## Provided records:
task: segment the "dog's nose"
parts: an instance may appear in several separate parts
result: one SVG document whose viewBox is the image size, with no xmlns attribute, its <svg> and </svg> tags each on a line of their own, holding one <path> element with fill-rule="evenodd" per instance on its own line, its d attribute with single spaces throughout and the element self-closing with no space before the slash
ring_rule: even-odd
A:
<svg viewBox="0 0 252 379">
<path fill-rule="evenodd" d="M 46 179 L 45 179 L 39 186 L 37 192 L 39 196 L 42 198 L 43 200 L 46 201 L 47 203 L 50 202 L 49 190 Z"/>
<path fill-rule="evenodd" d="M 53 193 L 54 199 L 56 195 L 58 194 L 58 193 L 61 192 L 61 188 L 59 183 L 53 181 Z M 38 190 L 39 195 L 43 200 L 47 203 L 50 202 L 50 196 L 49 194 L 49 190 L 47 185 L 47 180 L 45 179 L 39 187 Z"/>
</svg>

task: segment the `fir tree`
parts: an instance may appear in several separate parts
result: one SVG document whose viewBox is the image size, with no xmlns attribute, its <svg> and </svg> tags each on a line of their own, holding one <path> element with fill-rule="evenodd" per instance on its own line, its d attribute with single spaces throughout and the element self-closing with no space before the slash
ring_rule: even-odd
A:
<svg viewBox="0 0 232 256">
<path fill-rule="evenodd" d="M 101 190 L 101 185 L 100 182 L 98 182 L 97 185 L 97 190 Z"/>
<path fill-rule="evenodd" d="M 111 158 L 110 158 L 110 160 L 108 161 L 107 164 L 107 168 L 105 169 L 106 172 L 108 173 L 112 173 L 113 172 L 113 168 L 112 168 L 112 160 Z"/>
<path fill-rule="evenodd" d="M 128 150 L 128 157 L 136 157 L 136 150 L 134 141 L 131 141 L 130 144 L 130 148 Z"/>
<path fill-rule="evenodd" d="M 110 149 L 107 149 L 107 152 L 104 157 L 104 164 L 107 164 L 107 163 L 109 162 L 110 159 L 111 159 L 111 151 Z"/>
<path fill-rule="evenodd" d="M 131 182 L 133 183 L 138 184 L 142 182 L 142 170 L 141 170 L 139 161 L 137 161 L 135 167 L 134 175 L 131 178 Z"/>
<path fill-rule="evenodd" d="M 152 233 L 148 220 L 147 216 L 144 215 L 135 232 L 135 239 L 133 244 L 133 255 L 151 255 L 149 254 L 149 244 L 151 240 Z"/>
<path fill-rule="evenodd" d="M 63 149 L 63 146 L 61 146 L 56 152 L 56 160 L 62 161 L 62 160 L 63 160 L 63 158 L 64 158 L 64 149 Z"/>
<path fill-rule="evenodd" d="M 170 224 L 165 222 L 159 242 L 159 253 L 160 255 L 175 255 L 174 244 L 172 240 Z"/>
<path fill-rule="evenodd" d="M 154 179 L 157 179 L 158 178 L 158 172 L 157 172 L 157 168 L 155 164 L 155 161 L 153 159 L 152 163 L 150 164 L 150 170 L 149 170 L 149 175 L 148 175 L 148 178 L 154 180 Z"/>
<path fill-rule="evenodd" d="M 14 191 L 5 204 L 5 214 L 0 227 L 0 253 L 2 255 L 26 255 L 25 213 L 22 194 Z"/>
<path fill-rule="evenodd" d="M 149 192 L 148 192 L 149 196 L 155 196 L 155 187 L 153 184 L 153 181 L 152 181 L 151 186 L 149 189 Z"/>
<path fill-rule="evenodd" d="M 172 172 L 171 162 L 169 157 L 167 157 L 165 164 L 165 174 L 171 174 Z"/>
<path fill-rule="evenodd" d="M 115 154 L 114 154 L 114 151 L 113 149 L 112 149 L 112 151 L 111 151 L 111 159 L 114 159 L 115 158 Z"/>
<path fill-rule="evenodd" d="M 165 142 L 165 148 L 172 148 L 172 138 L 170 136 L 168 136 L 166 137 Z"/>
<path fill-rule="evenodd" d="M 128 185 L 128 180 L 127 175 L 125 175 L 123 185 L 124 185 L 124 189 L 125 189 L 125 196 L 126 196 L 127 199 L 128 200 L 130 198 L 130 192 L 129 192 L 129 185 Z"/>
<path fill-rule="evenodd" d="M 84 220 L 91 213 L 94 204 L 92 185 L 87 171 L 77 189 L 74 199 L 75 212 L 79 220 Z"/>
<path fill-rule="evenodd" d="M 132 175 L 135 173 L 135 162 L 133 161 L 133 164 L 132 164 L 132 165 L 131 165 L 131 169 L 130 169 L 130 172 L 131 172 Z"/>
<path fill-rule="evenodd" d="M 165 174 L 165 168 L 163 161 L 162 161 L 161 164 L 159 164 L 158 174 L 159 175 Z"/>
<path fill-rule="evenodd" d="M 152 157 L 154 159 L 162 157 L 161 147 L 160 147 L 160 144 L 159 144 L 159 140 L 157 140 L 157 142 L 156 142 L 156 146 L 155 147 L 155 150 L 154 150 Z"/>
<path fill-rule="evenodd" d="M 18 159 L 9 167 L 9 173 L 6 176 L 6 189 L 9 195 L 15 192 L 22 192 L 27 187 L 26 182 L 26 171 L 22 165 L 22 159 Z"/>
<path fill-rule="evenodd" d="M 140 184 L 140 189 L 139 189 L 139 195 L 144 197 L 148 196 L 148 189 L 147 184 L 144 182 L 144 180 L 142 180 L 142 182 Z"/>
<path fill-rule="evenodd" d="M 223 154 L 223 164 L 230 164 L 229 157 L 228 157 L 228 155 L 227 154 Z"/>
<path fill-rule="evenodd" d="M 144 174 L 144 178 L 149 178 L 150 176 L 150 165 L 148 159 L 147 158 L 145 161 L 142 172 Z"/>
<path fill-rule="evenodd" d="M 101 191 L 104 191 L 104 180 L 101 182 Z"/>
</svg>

## Problem statement:
Transcribe each entry precisely, missing none.

## Problem solution:
task: segment the "dog's nose"
parts: an instance may appear in several separate parts
result: one SVG document whose viewBox is the image size, with no xmlns attribute, its <svg> and </svg> tags each on a line of their own, holding one <path> element with fill-rule="evenodd" per instance on its own line, its d attribute with single spaces throughout and the element self-closing with no space before the slash
ring_rule: even-odd
A:
<svg viewBox="0 0 252 379">
<path fill-rule="evenodd" d="M 46 179 L 45 179 L 39 186 L 37 192 L 39 196 L 42 198 L 43 200 L 46 201 L 47 203 L 50 202 L 49 190 Z"/>
<path fill-rule="evenodd" d="M 53 193 L 54 199 L 56 195 L 58 194 L 58 193 L 61 192 L 61 188 L 59 183 L 53 181 Z M 38 190 L 39 195 L 43 200 L 47 203 L 50 202 L 50 196 L 49 194 L 49 190 L 47 185 L 47 180 L 45 179 L 39 187 Z"/>
</svg>

task: segment the `fir tree`
parts: an instance may appear in several separate parts
result: one SVG document whose viewBox is the image size, with no xmlns attribute, its <svg> and </svg> tags each on a line of their own, holding one <path> element with fill-rule="evenodd" per instance on its own line, its d attribute with single spaces throughout and the element self-closing with no space before the slash
ring_rule: even-odd
A:
<svg viewBox="0 0 232 256">
<path fill-rule="evenodd" d="M 101 190 L 101 185 L 100 182 L 98 182 L 97 185 L 97 190 Z"/>
<path fill-rule="evenodd" d="M 111 158 L 110 158 L 110 160 L 108 161 L 107 164 L 107 168 L 105 169 L 106 172 L 108 173 L 112 173 L 113 172 L 113 168 L 112 168 L 112 160 Z"/>
<path fill-rule="evenodd" d="M 128 150 L 128 157 L 136 157 L 136 150 L 134 141 L 131 141 L 130 144 L 130 148 Z"/>
<path fill-rule="evenodd" d="M 110 149 L 107 149 L 107 152 L 104 157 L 104 164 L 107 164 L 107 163 L 109 162 L 110 159 L 111 159 L 111 151 Z"/>
<path fill-rule="evenodd" d="M 131 182 L 133 183 L 138 184 L 142 182 L 142 170 L 141 170 L 139 161 L 137 161 L 135 167 L 134 175 L 131 178 Z"/>
<path fill-rule="evenodd" d="M 152 233 L 148 220 L 147 216 L 144 215 L 135 232 L 135 239 L 133 244 L 133 255 L 151 255 L 149 254 L 149 244 L 151 240 Z"/>
<path fill-rule="evenodd" d="M 63 149 L 63 146 L 61 146 L 56 152 L 56 160 L 62 161 L 62 160 L 63 160 L 63 158 L 64 158 L 64 149 Z"/>
<path fill-rule="evenodd" d="M 170 224 L 165 222 L 159 242 L 159 253 L 160 255 L 175 255 L 174 244 L 172 240 Z"/>
<path fill-rule="evenodd" d="M 154 179 L 157 179 L 158 178 L 158 172 L 157 172 L 157 168 L 155 164 L 155 161 L 153 159 L 152 163 L 150 164 L 150 170 L 149 170 L 149 175 L 148 175 L 148 178 L 154 180 Z"/>
<path fill-rule="evenodd" d="M 14 191 L 5 204 L 5 214 L 0 227 L 0 253 L 2 255 L 26 255 L 25 213 L 22 194 Z"/>
<path fill-rule="evenodd" d="M 149 192 L 148 192 L 149 196 L 155 196 L 155 187 L 153 184 L 153 181 L 152 181 L 151 186 L 149 189 Z"/>
<path fill-rule="evenodd" d="M 172 172 L 171 162 L 169 157 L 167 157 L 165 164 L 165 174 L 171 174 Z"/>
<path fill-rule="evenodd" d="M 115 154 L 114 154 L 114 151 L 113 149 L 112 149 L 112 151 L 111 151 L 111 159 L 114 159 L 115 158 Z"/>
<path fill-rule="evenodd" d="M 165 142 L 165 148 L 172 148 L 172 138 L 170 136 L 168 136 L 166 137 Z"/>
<path fill-rule="evenodd" d="M 128 185 L 128 180 L 127 175 L 125 175 L 123 185 L 124 185 L 124 189 L 125 189 L 125 196 L 126 196 L 127 199 L 128 200 L 130 198 L 130 192 L 129 192 L 129 185 Z"/>
<path fill-rule="evenodd" d="M 84 220 L 91 213 L 94 204 L 92 185 L 87 171 L 77 189 L 74 199 L 75 212 L 79 220 Z"/>
<path fill-rule="evenodd" d="M 132 175 L 135 173 L 135 162 L 133 161 L 133 164 L 132 164 L 132 165 L 131 165 L 131 169 L 130 169 L 130 172 L 131 172 Z"/>
<path fill-rule="evenodd" d="M 165 174 L 165 168 L 163 161 L 162 161 L 161 164 L 159 164 L 158 174 L 159 175 Z"/>
<path fill-rule="evenodd" d="M 152 157 L 154 159 L 162 157 L 161 147 L 160 147 L 160 144 L 159 144 L 159 140 L 157 140 L 157 142 L 156 142 L 156 146 L 155 147 L 155 150 L 154 150 Z"/>
<path fill-rule="evenodd" d="M 18 159 L 9 167 L 9 173 L 6 176 L 6 189 L 9 195 L 15 192 L 22 192 L 27 187 L 26 182 L 26 171 L 22 165 L 22 159 Z"/>
<path fill-rule="evenodd" d="M 140 184 L 140 189 L 139 189 L 139 195 L 144 197 L 148 196 L 148 189 L 147 184 L 144 182 L 144 180 L 142 180 L 142 182 Z"/>
<path fill-rule="evenodd" d="M 223 154 L 223 164 L 230 164 L 229 157 L 228 157 L 228 155 L 227 154 Z"/>
<path fill-rule="evenodd" d="M 144 174 L 144 178 L 149 178 L 150 176 L 150 165 L 148 159 L 147 158 L 145 161 L 142 172 Z"/>
<path fill-rule="evenodd" d="M 101 191 L 104 191 L 104 180 L 101 182 Z"/>
</svg>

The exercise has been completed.